(Data items)
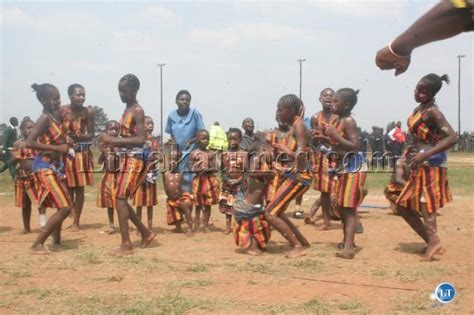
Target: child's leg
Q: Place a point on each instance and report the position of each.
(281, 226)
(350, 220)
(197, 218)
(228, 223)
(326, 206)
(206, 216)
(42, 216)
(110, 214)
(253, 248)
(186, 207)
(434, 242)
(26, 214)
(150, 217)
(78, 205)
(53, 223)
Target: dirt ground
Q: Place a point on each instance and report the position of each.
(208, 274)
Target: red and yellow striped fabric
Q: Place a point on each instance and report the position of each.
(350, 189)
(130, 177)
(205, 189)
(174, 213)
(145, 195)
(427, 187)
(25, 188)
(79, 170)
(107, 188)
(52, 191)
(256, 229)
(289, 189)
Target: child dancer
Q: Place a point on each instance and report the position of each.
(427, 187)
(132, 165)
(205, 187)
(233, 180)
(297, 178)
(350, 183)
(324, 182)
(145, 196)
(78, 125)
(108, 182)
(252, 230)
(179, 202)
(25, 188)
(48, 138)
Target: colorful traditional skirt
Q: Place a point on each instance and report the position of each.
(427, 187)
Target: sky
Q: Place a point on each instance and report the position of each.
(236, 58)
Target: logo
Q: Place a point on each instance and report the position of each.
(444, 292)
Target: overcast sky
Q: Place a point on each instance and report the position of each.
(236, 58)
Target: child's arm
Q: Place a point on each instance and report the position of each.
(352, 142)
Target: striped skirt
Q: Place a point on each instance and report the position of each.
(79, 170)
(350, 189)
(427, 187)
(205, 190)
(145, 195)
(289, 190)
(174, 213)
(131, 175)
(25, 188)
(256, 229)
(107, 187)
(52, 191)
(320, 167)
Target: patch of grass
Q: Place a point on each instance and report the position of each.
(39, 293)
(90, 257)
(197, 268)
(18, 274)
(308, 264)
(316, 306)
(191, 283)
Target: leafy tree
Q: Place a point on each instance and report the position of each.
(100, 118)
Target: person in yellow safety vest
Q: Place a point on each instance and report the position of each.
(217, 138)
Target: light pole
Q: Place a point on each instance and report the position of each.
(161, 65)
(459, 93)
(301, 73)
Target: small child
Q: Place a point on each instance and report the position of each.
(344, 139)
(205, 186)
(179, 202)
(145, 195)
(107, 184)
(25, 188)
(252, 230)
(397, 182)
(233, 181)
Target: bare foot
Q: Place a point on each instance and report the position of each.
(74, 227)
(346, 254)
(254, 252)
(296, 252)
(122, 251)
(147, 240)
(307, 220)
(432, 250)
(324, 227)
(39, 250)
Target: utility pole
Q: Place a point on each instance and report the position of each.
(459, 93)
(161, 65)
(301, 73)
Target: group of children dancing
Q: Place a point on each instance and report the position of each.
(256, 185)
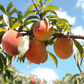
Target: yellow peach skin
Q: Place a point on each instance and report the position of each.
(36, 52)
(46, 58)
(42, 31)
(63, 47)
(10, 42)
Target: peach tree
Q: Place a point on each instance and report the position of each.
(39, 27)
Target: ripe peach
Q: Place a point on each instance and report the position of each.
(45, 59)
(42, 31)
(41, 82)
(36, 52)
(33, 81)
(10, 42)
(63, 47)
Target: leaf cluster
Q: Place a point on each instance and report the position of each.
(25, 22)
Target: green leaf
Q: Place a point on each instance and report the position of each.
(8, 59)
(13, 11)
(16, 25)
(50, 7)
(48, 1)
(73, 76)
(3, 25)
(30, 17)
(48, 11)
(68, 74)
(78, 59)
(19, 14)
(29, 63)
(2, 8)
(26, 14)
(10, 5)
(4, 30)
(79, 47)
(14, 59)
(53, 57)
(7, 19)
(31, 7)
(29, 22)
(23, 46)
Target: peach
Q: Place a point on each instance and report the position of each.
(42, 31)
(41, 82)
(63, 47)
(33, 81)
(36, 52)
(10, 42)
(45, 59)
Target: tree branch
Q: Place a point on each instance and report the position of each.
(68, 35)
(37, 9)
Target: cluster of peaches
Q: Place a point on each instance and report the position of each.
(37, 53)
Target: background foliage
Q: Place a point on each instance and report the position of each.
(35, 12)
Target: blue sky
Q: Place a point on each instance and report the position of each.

EXERCISE INSTRUCTIONS —
Only the pictures stay out; the rest of the entries above must be written out exactly.

RESPONSE TO THE TASK —
Target: child's leg
Q: Place a point on each instance and report the position of each.
(281, 226)
(350, 220)
(197, 218)
(228, 223)
(326, 206)
(206, 216)
(42, 216)
(110, 214)
(253, 248)
(186, 207)
(434, 242)
(26, 214)
(150, 217)
(78, 205)
(53, 223)
Target: dirt ground
Q: Place a point on each instance and report the position of each.
(208, 274)
Target: red and yellow striped fabric
Q: Place a point on each instance and report the position of each.
(350, 189)
(130, 177)
(205, 189)
(174, 213)
(145, 195)
(427, 187)
(25, 188)
(79, 170)
(107, 188)
(52, 191)
(256, 229)
(289, 189)
Target: child dancer
Q: Place a point on each instance and report the position of each.
(427, 187)
(132, 165)
(205, 187)
(233, 180)
(297, 178)
(350, 183)
(324, 182)
(145, 196)
(78, 125)
(108, 182)
(252, 230)
(179, 202)
(25, 188)
(48, 138)
Target: colorful traditional skirt
Q: Place a point on each instance and report the position of each.
(427, 187)
Target: sky
Q: Place a point on each instance and report the position of each.
(236, 58)
Target: logo
Q: Place a point on each instance and report the position of each.
(444, 292)
Target: overcast sky
Q: Place a point on each instance and report the position of each.
(236, 58)
Target: child's arm
Q: Place a point on each instance and report the position of each.
(352, 142)
Target: striped skirt
Q: Place a point on each instance and report the position of each.
(79, 170)
(350, 189)
(427, 187)
(205, 190)
(145, 195)
(289, 190)
(174, 213)
(131, 175)
(25, 188)
(256, 229)
(107, 187)
(52, 191)
(320, 167)
Target: patch of grass
Q: Place a point on each instance and report the position of each.
(39, 293)
(90, 257)
(197, 268)
(18, 274)
(308, 264)
(316, 306)
(191, 283)
Target: leafy tree
Q: Place a point on each instance and report the position of each.
(100, 118)
Target: person in yellow safety vest
Q: Place a point on each instance and report the position of each.
(217, 138)
Target: light pole
Q: Place a point on each instance and report the position of each.
(161, 65)
(459, 93)
(301, 73)
Target: small child
Q: Place a point on each instance and report the position of each.
(344, 139)
(205, 186)
(179, 202)
(145, 195)
(107, 184)
(25, 188)
(252, 230)
(397, 182)
(233, 181)
Target: bare foot
Q: Place a point on each instance and report the position of each.
(74, 227)
(346, 254)
(254, 252)
(296, 252)
(122, 251)
(147, 240)
(307, 220)
(432, 250)
(324, 227)
(39, 250)
Target: utility pole
Q: Place a point on each instance and report the position of each.
(459, 93)
(161, 65)
(301, 73)
Target: group of children dancing
Q: Place a point on each instance and report the position of each.
(256, 185)
Target: yellow peach skin
Q: Place a point on each instance and report the position of each.
(36, 52)
(46, 58)
(42, 31)
(63, 47)
(10, 42)
Target: peach tree
Q: Place a point on each instance and report the position of each.
(39, 27)
Target: ripe peach
Q: Place a point on each instance and report the position of each.
(45, 59)
(42, 31)
(41, 82)
(36, 52)
(33, 81)
(10, 42)
(63, 47)
Target: leaf cluster
Q: Place a point on each instance and report the position of each.
(25, 22)
Target: green leaf
Q: Place a point on each instance and report the position of each.
(8, 59)
(13, 11)
(16, 25)
(50, 7)
(48, 1)
(73, 76)
(3, 25)
(30, 17)
(48, 11)
(68, 74)
(78, 59)
(19, 14)
(29, 63)
(2, 8)
(26, 14)
(10, 5)
(4, 30)
(79, 47)
(14, 59)
(53, 57)
(7, 19)
(31, 7)
(29, 22)
(23, 46)
Target: peach
Q: Place a point on each instance and report the position of each.
(42, 31)
(41, 82)
(63, 47)
(33, 81)
(36, 52)
(10, 42)
(45, 59)
Target: tree branch
Q: Place a point on each instance and report the position of each.
(68, 35)
(37, 9)
Target: cluster of peaches
Q: Place a point on each instance and report the position of each.
(37, 53)
Target: background foliage
Q: Place a point on each instance and report the position of each.
(35, 12)
Target: blue sky
Q: Place a point on each instance and report the position of each.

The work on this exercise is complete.